Saved entries:
┌──

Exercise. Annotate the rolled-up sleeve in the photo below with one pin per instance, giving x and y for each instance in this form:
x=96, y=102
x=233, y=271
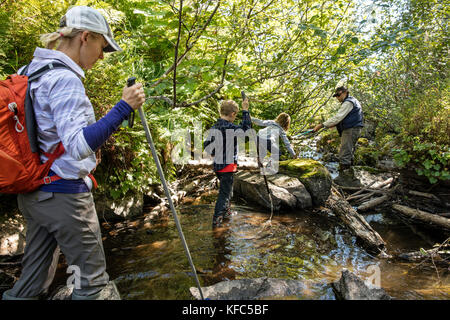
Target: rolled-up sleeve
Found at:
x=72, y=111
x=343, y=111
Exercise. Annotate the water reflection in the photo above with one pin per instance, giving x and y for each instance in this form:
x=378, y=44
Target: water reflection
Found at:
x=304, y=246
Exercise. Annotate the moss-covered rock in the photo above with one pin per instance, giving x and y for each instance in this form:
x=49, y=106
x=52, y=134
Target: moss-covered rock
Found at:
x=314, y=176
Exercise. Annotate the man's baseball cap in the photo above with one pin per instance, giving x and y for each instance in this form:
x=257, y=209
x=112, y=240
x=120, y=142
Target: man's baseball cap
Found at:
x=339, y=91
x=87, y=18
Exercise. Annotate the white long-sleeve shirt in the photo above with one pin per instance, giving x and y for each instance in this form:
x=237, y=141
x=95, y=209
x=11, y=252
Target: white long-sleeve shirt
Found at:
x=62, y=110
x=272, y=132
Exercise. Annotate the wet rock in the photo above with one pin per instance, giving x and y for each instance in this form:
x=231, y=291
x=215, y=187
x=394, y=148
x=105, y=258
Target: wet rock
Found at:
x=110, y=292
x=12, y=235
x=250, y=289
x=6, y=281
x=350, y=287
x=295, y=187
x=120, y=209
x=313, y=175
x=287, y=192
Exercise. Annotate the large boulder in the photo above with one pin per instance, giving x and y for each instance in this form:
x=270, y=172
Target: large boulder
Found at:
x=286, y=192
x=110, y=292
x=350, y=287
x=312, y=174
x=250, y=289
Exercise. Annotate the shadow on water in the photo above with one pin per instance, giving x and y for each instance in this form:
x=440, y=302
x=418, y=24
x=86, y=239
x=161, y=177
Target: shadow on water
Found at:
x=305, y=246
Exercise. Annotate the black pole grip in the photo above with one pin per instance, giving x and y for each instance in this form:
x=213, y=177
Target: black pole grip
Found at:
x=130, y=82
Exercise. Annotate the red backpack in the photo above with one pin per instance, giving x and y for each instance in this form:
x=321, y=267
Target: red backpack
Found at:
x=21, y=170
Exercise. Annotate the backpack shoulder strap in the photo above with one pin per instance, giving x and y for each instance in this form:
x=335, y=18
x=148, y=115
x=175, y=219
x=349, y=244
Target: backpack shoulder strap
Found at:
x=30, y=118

└──
┌──

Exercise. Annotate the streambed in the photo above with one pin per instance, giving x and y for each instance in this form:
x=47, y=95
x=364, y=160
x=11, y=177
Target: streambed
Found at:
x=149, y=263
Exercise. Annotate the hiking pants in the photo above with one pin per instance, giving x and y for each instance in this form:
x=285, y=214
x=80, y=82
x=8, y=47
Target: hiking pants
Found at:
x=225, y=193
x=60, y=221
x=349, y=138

└──
┌──

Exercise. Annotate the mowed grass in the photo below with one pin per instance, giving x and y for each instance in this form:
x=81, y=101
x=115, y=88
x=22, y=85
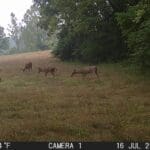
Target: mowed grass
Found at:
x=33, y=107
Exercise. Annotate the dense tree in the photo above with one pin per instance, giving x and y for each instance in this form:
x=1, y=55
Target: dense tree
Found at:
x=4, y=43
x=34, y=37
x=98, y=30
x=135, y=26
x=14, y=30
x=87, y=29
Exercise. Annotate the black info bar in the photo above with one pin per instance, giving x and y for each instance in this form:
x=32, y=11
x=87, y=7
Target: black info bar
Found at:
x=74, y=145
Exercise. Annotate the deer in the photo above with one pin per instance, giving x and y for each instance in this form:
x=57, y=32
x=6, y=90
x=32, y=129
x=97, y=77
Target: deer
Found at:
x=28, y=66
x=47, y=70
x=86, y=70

└──

WHAT TO PRODUCE => Extract every line from the records above that contains the word "strap".

SOLUTION =>
Exercise. Annotate the backpack shoulder strap in the photo above with one pin per instance, giving x and y for each instance in this form:
Target: backpack shoulder strap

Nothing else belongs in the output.